* **Given task A**:
In the Coin Change 2 problem description, what should be returned when the amount cannot be made up by any combination of the coins?
* **Given task B**:
Carry on the Coin Change 2 write-up from its final sentence.

* **Passage provided**:
::::::
0518. Coin Change 2
https://leetcode.com/problems/coin-change-2
Description
You are given an integer array coins
representing coins of different denominations and an integer amount
representing a total amount of money.
Return the number of combinations that make up that amount. If that amount of money cannot be made up by any combination of the coins, return 0
.
You may assume that you have an infinite number of each kind of coin.
The answer is guaranteed to fit into a signed 32-bit integer.
Example 1:
**Input:** amount = 5, coins = [1,2,5]
**Output:** 4
**Explanation:** there are four ways to make up the amount:
5=5
5=2+2+1
5=2+1+1+1
5=1+1+1+1+1
Example 2:
**Input:** amount = 3, coins = [2]
**Output:** 0
**Explanation:** the amount of 3 cannot be made up just with coins of 2.
Example 3:
**Input:** amount = 10, coins = [10]
**Output:** 1
Constraints:
1 <= coins.length <= 300
1 <= coins[i] <= 5000
All the values of
coins
are unique.0 <= amount <= 5000
ac
This is a classic knapsack problem.
dp[i][j] : the number of combinations to make up amount j by using the first i types of coins
State transition:
not using the ith coin, only using the first i-1 coins to make up amount j, then we have dp[i-1][j] ways.
::::::
* **Data block**:
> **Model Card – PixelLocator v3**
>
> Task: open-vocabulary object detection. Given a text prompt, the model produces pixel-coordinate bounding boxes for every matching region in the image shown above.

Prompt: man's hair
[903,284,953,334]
::::::
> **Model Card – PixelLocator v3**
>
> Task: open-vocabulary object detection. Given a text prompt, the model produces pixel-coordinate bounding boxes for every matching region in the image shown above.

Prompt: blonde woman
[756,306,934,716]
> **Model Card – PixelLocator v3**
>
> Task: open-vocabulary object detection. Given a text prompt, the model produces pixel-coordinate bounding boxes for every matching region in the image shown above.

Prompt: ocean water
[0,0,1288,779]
::::::
* **Exercise response A**:
0

* **Exercise response B**:
using the ith coin, since we can use unlimited same coin, we need to know how many ways to make up amount j - coins[i-1] by using first i coins(including ith), which is dp[i][j-coins[i-1]]
Initialization: dp[i][0] = 1
public int change(int amount, int[] coins) {
int[][] dp = new int[coins.length+1][amount+1];
dp[0][0] = 1;
for (int i = 1; i <= coins.length; i++) {
dp[i][0] = 1;
for (int j = 1; j <= amount; j++) {
dp[i][j] = dp[i-1][j] + (j >= coins[i-1] ? dp[i][j-coins[i-1]] : 0);
}
}
return dp[coins.length][amount];
}
// Now we can see that dp[i][j] only rely on dp[i-1][j] and dp[i][j-coins[i]], then we can optimize the space by only using one-dimension array.
public int change(int amount, int[] coins) {
int[] dp = new int[amount + 1];
dp[0] = 1;
for (int coin : coins) {
for (int i = coin; i <= amount; i++) {
dp[i] += dp[i-coin];
}
}
return dp[amount];
}
[Why an inner loop for coins doensn't work?](https://leetcode.com/problems/coin-change-2/discuss/176706/Beginner-Mistake:-Why-an-inner-loop-for-coins-doensn't-work-Java-Soln/306232)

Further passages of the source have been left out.